What you are asked to do: Where a record contains a picture, omit the picture and repeat the rest exactly.

· · · · ·

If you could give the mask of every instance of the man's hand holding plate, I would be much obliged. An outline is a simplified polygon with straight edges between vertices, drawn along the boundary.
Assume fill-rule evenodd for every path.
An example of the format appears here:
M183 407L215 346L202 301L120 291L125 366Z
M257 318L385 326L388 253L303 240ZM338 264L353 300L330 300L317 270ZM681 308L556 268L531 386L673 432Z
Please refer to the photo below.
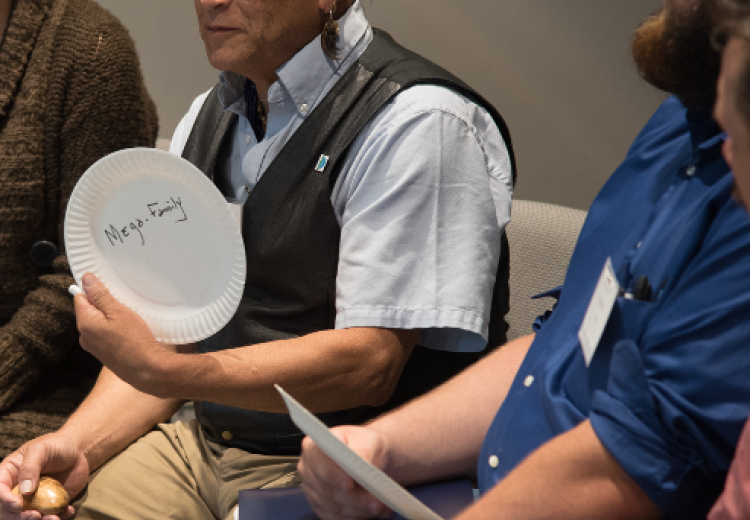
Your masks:
M96 276L86 273L81 281L85 296L75 296L81 347L138 390L166 397L159 395L160 372L177 348L159 343L146 322L118 302Z

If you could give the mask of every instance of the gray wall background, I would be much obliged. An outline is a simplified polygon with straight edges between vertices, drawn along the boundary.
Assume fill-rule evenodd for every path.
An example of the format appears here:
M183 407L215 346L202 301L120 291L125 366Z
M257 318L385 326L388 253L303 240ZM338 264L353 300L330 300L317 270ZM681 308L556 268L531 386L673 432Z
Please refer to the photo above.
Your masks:
M370 22L458 75L500 110L519 165L516 197L588 209L664 94L629 44L661 0L361 0ZM129 29L170 138L217 73L192 2L98 0Z

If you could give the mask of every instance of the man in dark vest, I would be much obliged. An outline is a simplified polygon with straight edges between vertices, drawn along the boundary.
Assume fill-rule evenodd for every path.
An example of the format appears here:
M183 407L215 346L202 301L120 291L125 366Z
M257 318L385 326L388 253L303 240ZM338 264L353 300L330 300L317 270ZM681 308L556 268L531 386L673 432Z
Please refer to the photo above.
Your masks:
M504 342L514 160L495 109L359 2L196 9L223 72L172 151L243 205L242 302L178 349L85 275L81 344L107 368L58 433L0 466L4 520L16 483L52 473L76 495L97 469L78 518L229 518L239 489L296 483L302 435L273 384L362 423ZM197 421L149 433L186 399Z

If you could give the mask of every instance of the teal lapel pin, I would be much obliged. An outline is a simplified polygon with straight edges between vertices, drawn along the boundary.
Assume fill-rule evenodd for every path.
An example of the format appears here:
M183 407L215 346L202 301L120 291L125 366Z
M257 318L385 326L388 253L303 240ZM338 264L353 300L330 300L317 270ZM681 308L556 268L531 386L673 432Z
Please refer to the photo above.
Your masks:
M328 164L328 156L321 155L320 159L318 159L318 164L315 165L315 171L322 172L326 169L326 164Z

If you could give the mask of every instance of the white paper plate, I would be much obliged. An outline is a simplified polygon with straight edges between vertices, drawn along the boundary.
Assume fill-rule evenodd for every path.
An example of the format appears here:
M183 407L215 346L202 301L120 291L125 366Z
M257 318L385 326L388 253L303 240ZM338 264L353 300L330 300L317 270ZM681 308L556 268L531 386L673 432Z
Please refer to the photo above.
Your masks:
M311 414L279 385L274 385L289 410L297 428L315 441L341 469L385 505L409 520L443 520L440 515L417 500L391 477L341 442L323 422Z
M169 152L132 148L93 164L68 203L65 249L79 285L95 274L161 342L211 336L242 298L245 248L226 200Z

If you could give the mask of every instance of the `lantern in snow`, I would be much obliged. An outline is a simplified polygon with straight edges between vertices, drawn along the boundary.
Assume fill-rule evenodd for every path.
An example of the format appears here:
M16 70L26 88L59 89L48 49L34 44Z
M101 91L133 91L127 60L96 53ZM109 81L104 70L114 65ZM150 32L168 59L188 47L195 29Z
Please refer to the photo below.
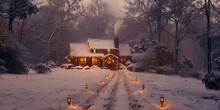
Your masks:
M67 104L70 105L71 102L72 102L72 99L71 99L71 97L70 97L70 95L69 95L69 97L67 98Z
M89 87L89 85L86 83L86 85L85 85L86 90L88 90L88 87Z
M137 78L134 79L134 82L137 82Z
M161 96L161 97L160 97L160 106L161 106L161 107L163 107L163 103L164 103L164 97Z
M100 80L99 83L102 83L102 80Z
M142 89L143 89L143 90L145 89L145 85L144 85L144 84L142 85Z

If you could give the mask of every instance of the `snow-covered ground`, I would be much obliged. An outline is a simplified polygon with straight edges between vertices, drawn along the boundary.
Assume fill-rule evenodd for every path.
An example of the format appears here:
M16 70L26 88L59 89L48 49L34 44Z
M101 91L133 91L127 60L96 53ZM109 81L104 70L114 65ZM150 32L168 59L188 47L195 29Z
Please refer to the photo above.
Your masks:
M67 106L69 95L72 104ZM0 75L0 110L68 109L220 110L220 91L205 89L197 79L126 70L53 69L50 74Z

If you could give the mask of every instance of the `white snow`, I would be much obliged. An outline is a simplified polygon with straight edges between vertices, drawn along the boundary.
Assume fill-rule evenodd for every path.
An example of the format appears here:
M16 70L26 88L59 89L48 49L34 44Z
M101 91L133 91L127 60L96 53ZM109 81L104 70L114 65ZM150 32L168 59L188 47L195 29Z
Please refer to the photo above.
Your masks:
M74 57L103 57L102 53L91 53L86 43L70 43L70 55Z
M120 56L130 56L131 50L128 44L119 45Z
M110 39L88 39L91 49L115 49L114 40Z
M1 74L0 110L220 109L220 92L207 90L197 79L95 68L52 71L31 71L28 76ZM71 106L66 103L68 95L73 100ZM165 97L164 108L160 107L161 95Z

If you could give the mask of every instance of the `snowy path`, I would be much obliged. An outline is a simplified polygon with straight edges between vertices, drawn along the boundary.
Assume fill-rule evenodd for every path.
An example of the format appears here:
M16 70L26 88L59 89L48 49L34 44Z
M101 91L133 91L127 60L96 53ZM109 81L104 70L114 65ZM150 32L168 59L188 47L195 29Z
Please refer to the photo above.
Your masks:
M125 88L124 84L124 73L119 72L120 74L123 74L123 77L120 78L119 84L118 84L118 91L116 95L116 102L115 106L113 107L114 110L129 110L129 100L128 100L128 93Z
M130 95L128 82L123 71L117 71L104 91L98 96L89 110L138 110L134 96Z
M94 105L89 110L105 110L112 108L120 77L121 74L117 72L116 77L112 79L105 91L101 93L98 99L94 102Z
M192 78L61 68L45 75L0 76L0 110L220 110L220 92ZM68 95L73 109L68 109ZM166 108L160 108L161 95Z

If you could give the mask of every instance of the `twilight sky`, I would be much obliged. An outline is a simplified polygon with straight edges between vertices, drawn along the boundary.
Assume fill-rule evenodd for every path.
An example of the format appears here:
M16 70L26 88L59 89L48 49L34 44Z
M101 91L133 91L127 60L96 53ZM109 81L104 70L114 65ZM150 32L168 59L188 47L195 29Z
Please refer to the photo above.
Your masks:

· · · · ·

Response for this exercise:
If you could give the mask of every instance of the man's hand holding plate, I would be much obliged. An outline is a simplified polygon with straight edges between vertices, drawn along the boundary.
Assume fill-rule evenodd for every path.
An example of the format appears here:
M183 407L215 346L202 301L120 291L125 366Z
M257 318L385 326L388 253L303 240ZM338 264L353 300L330 300L317 270ZM681 308L556 268L531 386L673 432Z
Please refer to the photo below.
Your masks:
M96 276L86 273L81 281L85 296L75 296L81 347L138 390L166 397L159 395L160 372L177 348L159 343L146 322L118 302Z

If you could give the mask of every instance of the gray wall background, I would be much obliged. An outline is a simplified polygon with straight edges between vertices, drawn along the boundary.
Assume fill-rule evenodd for every path.
An example of the format appears here:
M183 407L215 346L202 301L120 291L125 366Z
M257 318L385 326L388 253L303 240ZM338 264L353 300L330 300L317 270ZM681 308L556 268L531 386L673 432Z
Please refer to the photo above.
Your masks:
M370 22L458 75L500 110L519 165L516 197L588 209L664 94L629 44L661 0L361 0ZM129 29L170 138L217 73L192 2L98 0Z

If you could give the mask of every instance of the man in dark vest, I would be much obliged. An outline is a simplified polygon with straight edges between vertices, drawn along the boundary.
Assume fill-rule evenodd for every path.
An example of the format appears here:
M183 407L215 346L202 301L120 291L125 366Z
M257 318L385 326L388 253L303 240ZM338 264L353 300L330 300L317 270ZM681 308L556 268L531 386L673 432Z
Please refer to the photo above.
Your masks:
M504 342L514 160L495 109L359 2L196 9L223 72L172 151L243 205L242 302L178 349L85 275L81 344L107 368L58 433L0 466L4 520L16 483L52 473L76 495L97 469L78 518L229 518L239 489L296 483L302 435L273 384L362 423ZM197 421L149 433L186 399Z

If you could give the mask of every instance of the teal lapel pin, I would be much obliged. An outline is a simplified polygon with straight edges between vertices, drawn along the boundary.
Assume fill-rule evenodd for every path.
An example of the format appears here:
M183 407L215 346L202 301L120 291L125 366Z
M257 318L385 326L388 253L303 240ZM338 264L353 300L330 300L317 270ZM681 308L556 268L531 386L673 432Z
Please refer to the photo above.
Your masks:
M328 164L328 156L321 155L320 159L318 159L318 164L315 165L315 171L322 172L326 169L326 164Z

If you could give the mask of every instance of the white paper plate, I would be much obliged. An outline is a simplified polygon with straight edges between vertices, drawn along the boundary.
Assume fill-rule evenodd for every path.
An example of the format appears here:
M183 407L215 346L202 301L120 291L125 366Z
M257 318L385 326L388 253L303 240ZM338 264L353 300L330 300L317 270ZM681 308L556 268L531 386L673 432Z
Please refer to the photo above.
Your masks:
M311 414L279 385L274 385L289 410L297 428L315 441L341 469L385 505L409 520L443 520L440 515L417 500L391 477L341 442L323 422Z
M169 152L132 148L93 164L68 203L65 249L79 285L95 274L161 342L211 336L242 298L245 248L226 200Z

If you could give the mask of every instance of the `lantern in snow`, I would be much obliged. An outline is a simplified polygon with straight edges between vertices, drawn along the boundary.
Assume fill-rule evenodd for every path.
An example of the format appears here:
M16 70L26 88L59 89L48 49L34 44Z
M101 91L133 91L127 60L96 53ZM109 81L104 70L114 65ZM150 32L168 59L188 47L195 29Z
Please refer to the photo below.
Your masks:
M67 104L70 105L71 102L72 102L72 99L71 99L71 97L70 97L70 95L69 95L69 97L67 98Z
M89 87L89 85L86 83L86 85L85 85L86 90L88 90L88 87Z
M137 78L134 79L134 82L137 82Z
M161 96L161 97L160 97L160 106L161 106L161 107L163 107L163 103L164 103L164 97Z
M100 80L99 83L102 83L102 80Z
M142 89L143 89L143 90L145 89L145 85L144 85L144 84L142 85Z

If you could give the mask of every instance of the `snow-covered ground`, I would be much obliged. An outline is a simplified polygon with straight edges between vertices, drawn along the boundary.
Assume fill-rule evenodd for every path.
An example of the format appears here:
M16 70L26 88L59 89L48 49L34 44Z
M101 91L133 91L127 60L96 53ZM109 81L104 70L114 65ZM150 32L168 59L188 47L195 29Z
Please refer to the photo above.
Your masks:
M67 106L69 95L72 104ZM0 75L0 110L68 109L220 110L220 91L205 89L197 79L126 70L53 69L50 74Z

If you could give the mask of every instance of the `white snow`, I would be much obliged. An outline is a simplified polygon with straight edges between vertices, drawn along the boundary.
Assume fill-rule evenodd for every path.
An example of the format appears here:
M16 70L26 88L59 89L48 49L34 44Z
M101 91L133 91L127 60L96 53ZM109 81L104 70L114 65ZM150 32L168 59L188 47L195 29Z
Please refer to the photo above.
Your masks:
M74 57L103 57L102 53L91 53L86 43L70 43L70 55Z
M120 56L130 56L131 50L128 44L119 45Z
M110 39L88 39L91 49L115 49L114 40Z
M1 74L0 110L220 109L220 92L207 90L197 79L95 68L52 71L31 71L28 76ZM71 106L66 103L68 95L73 100ZM165 97L164 108L160 107L161 95Z

If you could give the mask of every instance of the `snowy path`, I would be much obliged. An outline is a simplified polygon with straight edges between vertices, drawn along the boundary.
Assume fill-rule evenodd for every path.
An example of the format appears here:
M16 70L26 88L59 89L48 49L34 44Z
M101 91L133 91L127 60L96 53ZM109 81L104 70L114 65ZM150 32L168 59L188 47L195 29Z
Please refer to the photo above.
Your masks:
M125 88L124 84L124 73L119 72L120 74L123 74L123 77L120 78L119 84L118 84L118 91L116 95L116 102L115 106L113 107L114 110L129 110L129 100L128 100L128 93Z
M130 95L128 82L123 71L117 71L104 91L98 96L89 110L138 110L134 96Z
M94 105L89 110L105 110L112 108L120 77L121 74L117 72L116 77L112 79L105 91L101 93L98 99L94 102Z
M192 78L61 68L45 75L0 76L0 110L220 110L220 92ZM68 95L73 109L68 109ZM166 108L160 108L161 95Z

If you could give the mask of every instance of the `twilight sky`, I would be much obliged. An outline is a simplified polygon with straight edges between vertices, drawn along the boundary.
Assume fill-rule evenodd for every path.
An example of the format appears here:
M16 70L26 88L59 89L48 49L34 44Z
M101 91L133 91L127 60L96 53ZM109 81L104 70L114 65ZM150 32L168 59L188 47L195 29Z
Please refer to the photo above.
Your masks:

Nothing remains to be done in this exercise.